Repeat the lines of the listing below exactly, starting at the line that contains "Pick out the door" and running through the last line, both included, and only those.

Entries from a point annotation set:
════════════════════

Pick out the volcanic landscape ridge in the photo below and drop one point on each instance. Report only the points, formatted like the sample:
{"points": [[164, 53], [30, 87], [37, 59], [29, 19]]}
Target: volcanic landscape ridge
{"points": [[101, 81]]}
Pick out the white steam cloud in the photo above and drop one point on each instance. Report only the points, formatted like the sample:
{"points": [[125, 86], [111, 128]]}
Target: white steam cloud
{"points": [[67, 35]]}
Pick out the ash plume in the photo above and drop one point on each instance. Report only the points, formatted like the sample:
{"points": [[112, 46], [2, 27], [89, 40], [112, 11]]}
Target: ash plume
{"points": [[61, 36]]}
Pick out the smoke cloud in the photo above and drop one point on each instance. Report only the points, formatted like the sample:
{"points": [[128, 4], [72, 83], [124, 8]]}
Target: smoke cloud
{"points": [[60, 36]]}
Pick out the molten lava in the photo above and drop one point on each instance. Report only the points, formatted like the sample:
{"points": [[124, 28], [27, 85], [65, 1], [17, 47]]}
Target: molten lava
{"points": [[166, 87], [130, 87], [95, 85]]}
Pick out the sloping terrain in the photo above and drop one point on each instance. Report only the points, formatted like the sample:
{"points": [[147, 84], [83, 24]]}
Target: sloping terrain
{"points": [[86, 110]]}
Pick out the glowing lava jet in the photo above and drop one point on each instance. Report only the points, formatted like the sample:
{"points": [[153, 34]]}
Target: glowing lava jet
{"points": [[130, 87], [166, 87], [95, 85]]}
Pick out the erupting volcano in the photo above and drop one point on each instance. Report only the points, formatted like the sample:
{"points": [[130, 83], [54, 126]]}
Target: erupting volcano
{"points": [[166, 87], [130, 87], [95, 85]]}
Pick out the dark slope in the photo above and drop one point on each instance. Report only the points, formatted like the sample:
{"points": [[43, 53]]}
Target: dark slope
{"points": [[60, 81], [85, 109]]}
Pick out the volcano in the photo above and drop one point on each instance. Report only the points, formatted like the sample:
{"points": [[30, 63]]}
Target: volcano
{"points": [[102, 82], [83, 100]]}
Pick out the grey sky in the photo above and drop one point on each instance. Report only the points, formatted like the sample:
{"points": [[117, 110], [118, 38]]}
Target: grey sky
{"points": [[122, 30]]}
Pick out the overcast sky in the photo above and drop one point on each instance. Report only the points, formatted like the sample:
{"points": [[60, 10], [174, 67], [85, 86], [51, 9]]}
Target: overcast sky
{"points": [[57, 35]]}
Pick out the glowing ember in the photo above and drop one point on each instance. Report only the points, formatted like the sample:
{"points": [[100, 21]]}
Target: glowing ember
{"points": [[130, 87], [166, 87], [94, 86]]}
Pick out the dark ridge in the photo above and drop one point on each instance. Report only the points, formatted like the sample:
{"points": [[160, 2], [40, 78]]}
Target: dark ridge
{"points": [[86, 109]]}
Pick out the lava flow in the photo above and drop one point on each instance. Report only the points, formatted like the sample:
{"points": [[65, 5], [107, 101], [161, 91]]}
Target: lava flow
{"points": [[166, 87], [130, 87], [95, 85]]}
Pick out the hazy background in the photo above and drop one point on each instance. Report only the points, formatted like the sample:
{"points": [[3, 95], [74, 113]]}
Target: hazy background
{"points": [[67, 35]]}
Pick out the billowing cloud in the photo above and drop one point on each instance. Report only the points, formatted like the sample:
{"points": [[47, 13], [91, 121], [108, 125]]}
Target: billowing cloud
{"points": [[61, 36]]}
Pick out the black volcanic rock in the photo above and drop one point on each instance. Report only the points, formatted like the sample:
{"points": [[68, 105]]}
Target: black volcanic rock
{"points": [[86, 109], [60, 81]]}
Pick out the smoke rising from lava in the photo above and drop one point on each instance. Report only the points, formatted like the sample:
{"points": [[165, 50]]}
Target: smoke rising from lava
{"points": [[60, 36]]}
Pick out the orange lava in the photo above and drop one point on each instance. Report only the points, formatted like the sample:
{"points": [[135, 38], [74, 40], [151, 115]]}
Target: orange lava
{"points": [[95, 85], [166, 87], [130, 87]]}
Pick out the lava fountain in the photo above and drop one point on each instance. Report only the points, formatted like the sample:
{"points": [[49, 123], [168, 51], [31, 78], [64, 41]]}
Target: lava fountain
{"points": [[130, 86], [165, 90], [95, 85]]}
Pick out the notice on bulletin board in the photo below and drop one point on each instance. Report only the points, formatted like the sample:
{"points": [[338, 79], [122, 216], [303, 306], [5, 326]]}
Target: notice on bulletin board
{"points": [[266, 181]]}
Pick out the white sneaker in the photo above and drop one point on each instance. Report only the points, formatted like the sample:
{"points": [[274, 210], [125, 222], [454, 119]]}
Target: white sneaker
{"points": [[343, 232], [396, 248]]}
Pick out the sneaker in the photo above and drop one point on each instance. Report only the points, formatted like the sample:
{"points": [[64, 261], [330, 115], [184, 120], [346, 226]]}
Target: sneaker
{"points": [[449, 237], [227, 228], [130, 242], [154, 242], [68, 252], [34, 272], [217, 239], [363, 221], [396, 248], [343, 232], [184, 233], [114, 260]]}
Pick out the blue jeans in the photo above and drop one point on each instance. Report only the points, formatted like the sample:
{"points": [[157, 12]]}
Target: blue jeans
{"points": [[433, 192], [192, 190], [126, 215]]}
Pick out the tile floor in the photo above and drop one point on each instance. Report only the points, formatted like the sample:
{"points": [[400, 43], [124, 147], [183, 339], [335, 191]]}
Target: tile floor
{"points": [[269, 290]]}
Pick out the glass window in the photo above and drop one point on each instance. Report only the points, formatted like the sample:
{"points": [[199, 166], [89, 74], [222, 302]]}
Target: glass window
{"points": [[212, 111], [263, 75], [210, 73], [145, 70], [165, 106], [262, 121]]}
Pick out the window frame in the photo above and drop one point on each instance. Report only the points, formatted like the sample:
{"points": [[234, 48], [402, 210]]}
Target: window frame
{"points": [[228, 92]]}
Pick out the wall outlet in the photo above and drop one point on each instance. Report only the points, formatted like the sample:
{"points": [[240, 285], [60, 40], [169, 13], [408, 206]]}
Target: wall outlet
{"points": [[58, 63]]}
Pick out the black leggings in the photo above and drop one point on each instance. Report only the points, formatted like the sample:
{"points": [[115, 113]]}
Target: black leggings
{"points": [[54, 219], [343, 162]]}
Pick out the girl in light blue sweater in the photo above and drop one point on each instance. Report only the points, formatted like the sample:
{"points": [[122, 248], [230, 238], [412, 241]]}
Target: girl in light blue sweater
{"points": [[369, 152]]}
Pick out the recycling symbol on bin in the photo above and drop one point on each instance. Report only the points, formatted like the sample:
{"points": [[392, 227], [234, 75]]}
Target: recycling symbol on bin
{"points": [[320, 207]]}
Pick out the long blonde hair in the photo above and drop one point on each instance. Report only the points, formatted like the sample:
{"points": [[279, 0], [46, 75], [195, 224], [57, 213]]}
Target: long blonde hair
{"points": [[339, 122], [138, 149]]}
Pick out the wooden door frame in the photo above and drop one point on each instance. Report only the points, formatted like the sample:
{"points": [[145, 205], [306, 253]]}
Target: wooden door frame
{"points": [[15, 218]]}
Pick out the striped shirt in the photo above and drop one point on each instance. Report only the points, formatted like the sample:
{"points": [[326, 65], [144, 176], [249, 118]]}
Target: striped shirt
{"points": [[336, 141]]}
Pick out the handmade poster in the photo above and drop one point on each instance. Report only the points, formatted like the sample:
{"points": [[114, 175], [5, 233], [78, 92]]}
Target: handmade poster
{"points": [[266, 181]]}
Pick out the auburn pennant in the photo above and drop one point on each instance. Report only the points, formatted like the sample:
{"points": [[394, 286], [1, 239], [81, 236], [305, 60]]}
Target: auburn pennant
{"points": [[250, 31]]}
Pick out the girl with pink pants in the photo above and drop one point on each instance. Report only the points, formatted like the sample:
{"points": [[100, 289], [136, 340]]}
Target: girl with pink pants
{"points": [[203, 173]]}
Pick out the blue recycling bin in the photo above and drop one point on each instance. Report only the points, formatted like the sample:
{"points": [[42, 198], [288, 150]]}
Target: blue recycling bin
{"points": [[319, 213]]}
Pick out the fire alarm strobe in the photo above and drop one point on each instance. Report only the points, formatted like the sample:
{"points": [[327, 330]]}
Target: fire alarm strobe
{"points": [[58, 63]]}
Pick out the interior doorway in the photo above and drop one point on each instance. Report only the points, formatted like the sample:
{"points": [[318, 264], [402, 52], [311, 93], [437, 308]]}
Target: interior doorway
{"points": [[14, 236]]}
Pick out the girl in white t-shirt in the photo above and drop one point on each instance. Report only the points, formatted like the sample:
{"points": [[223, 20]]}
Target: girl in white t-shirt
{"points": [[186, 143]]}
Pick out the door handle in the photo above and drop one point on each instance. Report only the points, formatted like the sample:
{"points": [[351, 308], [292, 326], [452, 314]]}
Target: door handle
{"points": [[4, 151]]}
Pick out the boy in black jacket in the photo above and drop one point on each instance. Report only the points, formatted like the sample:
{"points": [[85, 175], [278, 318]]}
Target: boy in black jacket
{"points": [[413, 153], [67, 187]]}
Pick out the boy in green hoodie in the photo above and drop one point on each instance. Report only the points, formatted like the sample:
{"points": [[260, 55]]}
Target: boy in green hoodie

════════════════════

**RESULT FOR THIS EXERCISE**
Pick out the door handle in the photo above and drop one point on each instance. Report only the points, formatted like the sample:
{"points": [[351, 308], [292, 326], [452, 314]]}
Target: door handle
{"points": [[4, 151]]}
Pick out the boy in black jacket in the photo above and drop one point on each instance. Report only the points, formatted like the sample:
{"points": [[85, 175], [278, 318]]}
Target: boy in black jacket
{"points": [[413, 153], [67, 187]]}
Pick out the boy in green hoodie in the photo above and drop one point on each instance. Report only the points, formatted like the sample:
{"points": [[260, 55]]}
Target: boy in green hoodie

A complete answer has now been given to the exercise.